Natural language region descriptions

__________

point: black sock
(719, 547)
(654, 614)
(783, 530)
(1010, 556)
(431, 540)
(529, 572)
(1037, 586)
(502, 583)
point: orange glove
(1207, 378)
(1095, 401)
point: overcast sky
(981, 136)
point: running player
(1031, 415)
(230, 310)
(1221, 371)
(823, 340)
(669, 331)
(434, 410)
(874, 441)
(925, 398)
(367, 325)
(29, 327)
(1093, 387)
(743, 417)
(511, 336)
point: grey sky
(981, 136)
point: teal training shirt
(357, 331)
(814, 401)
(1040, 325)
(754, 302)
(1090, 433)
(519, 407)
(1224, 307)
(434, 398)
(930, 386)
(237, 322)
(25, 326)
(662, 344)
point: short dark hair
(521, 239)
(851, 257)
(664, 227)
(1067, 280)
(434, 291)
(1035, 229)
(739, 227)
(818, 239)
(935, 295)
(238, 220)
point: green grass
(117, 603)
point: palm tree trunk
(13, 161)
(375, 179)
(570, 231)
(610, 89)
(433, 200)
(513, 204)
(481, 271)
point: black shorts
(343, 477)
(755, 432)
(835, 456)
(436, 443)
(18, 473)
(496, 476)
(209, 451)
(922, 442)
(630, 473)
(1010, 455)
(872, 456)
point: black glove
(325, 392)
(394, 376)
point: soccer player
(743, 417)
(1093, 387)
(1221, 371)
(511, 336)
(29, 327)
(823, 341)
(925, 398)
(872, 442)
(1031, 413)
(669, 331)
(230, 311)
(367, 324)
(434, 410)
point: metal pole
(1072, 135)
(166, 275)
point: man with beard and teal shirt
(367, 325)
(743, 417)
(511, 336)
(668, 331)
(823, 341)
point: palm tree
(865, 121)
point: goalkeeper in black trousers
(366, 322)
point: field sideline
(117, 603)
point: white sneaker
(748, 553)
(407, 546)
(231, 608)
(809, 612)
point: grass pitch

__________

Could you print the lines of the records above from the one containing "point: overcast sky" through the last, exactly and with no additions?

SOLUTION BELOW »
point: overcast sky
(981, 136)
point: running player
(1031, 415)
(230, 310)
(1221, 371)
(823, 340)
(669, 331)
(434, 410)
(874, 441)
(925, 398)
(367, 325)
(29, 327)
(1093, 387)
(743, 417)
(511, 336)
point: grey sky
(981, 136)
point: teal training shirt
(357, 331)
(814, 401)
(1040, 325)
(754, 302)
(1090, 433)
(519, 407)
(1224, 307)
(434, 398)
(930, 386)
(237, 322)
(25, 326)
(662, 344)
point: short dark hair
(521, 239)
(851, 257)
(664, 227)
(1067, 280)
(434, 291)
(1035, 229)
(739, 227)
(818, 239)
(935, 295)
(238, 220)
point: green grass
(117, 603)
point: palm tree trunk
(13, 161)
(375, 179)
(570, 231)
(610, 89)
(433, 200)
(513, 204)
(481, 271)
point: black shorts
(343, 477)
(755, 432)
(835, 456)
(436, 443)
(18, 473)
(496, 476)
(209, 451)
(922, 442)
(630, 473)
(1010, 455)
(872, 456)
point: black glove
(325, 392)
(394, 376)
point: soccer player
(743, 417)
(1093, 387)
(1221, 371)
(511, 336)
(29, 327)
(823, 341)
(925, 398)
(872, 442)
(1031, 413)
(669, 331)
(230, 311)
(367, 324)
(434, 410)
point: metal pole
(1072, 135)
(166, 275)
point: man with beard and teal shirt
(367, 325)
(743, 417)
(511, 336)
(668, 331)
(823, 341)
point: palm tree
(865, 121)
point: goalkeeper in black trousers
(366, 322)
point: field sideline
(117, 603)
point: white sneaker
(748, 553)
(407, 546)
(231, 608)
(809, 612)
point: grass pitch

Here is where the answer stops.